-- Start Data rows --

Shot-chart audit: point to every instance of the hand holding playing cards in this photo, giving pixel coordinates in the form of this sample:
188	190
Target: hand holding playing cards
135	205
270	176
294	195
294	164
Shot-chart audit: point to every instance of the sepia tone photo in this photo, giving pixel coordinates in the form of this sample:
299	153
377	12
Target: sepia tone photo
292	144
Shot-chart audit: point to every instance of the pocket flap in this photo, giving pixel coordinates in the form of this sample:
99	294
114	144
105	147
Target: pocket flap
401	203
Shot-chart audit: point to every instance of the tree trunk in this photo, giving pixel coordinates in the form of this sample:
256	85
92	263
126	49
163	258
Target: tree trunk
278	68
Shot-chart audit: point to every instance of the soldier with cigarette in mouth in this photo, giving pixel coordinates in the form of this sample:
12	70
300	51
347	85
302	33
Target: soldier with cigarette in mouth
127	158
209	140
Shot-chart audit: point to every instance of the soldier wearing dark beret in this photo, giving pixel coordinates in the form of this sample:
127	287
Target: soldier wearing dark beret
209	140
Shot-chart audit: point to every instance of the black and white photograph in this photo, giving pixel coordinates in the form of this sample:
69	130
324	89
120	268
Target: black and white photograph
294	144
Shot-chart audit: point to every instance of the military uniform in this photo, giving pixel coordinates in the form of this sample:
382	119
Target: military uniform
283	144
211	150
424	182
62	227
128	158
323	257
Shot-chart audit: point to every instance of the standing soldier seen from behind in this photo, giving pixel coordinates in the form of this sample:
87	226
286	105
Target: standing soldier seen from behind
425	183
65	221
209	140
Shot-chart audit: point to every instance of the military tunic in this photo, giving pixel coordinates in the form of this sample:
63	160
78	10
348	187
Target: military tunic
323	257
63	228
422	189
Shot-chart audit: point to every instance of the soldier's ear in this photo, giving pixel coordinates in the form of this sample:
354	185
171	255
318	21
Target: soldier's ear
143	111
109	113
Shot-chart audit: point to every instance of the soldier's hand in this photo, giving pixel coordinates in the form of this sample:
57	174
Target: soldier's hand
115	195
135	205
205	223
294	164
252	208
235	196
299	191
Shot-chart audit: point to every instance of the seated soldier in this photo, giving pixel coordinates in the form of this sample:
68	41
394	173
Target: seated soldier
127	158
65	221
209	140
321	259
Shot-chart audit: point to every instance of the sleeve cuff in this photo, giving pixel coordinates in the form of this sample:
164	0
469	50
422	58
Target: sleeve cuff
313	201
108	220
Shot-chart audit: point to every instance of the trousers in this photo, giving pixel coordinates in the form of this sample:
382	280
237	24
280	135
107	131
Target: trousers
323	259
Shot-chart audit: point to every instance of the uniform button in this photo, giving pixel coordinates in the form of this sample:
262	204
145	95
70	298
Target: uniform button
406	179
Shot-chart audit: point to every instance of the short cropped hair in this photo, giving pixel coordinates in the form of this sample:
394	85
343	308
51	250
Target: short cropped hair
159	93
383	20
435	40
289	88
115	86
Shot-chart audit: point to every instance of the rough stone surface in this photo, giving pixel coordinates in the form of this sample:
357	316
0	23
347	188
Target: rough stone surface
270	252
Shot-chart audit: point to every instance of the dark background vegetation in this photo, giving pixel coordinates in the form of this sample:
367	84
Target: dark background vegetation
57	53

-- End Data rows --
-- Start Data rows --

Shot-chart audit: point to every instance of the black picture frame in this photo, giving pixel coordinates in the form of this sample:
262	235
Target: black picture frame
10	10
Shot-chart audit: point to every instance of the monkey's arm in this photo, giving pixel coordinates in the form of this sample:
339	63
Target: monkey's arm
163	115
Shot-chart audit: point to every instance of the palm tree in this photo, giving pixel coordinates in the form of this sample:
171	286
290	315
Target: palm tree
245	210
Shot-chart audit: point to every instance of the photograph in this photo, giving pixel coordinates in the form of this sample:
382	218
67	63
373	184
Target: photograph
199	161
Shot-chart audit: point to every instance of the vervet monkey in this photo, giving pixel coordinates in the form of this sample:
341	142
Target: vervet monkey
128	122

-- End Data rows --
-- Start Data rows --

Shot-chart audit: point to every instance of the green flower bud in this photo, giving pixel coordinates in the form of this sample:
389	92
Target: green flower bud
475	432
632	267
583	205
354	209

-- End Data rows --

■ Written instruction ■
Return every line from the items above that contains the word "tree".

■ Solution ■
Shot-chart audit: point to every instance of the tree trunk in this photo, giving pixel coordinates in the form of this sample:
Target: tree trunk
Shot-chart audit: point to every instance of the palm tree in this photo, giving pixel coordinates in the form of this sample:
Target: palm tree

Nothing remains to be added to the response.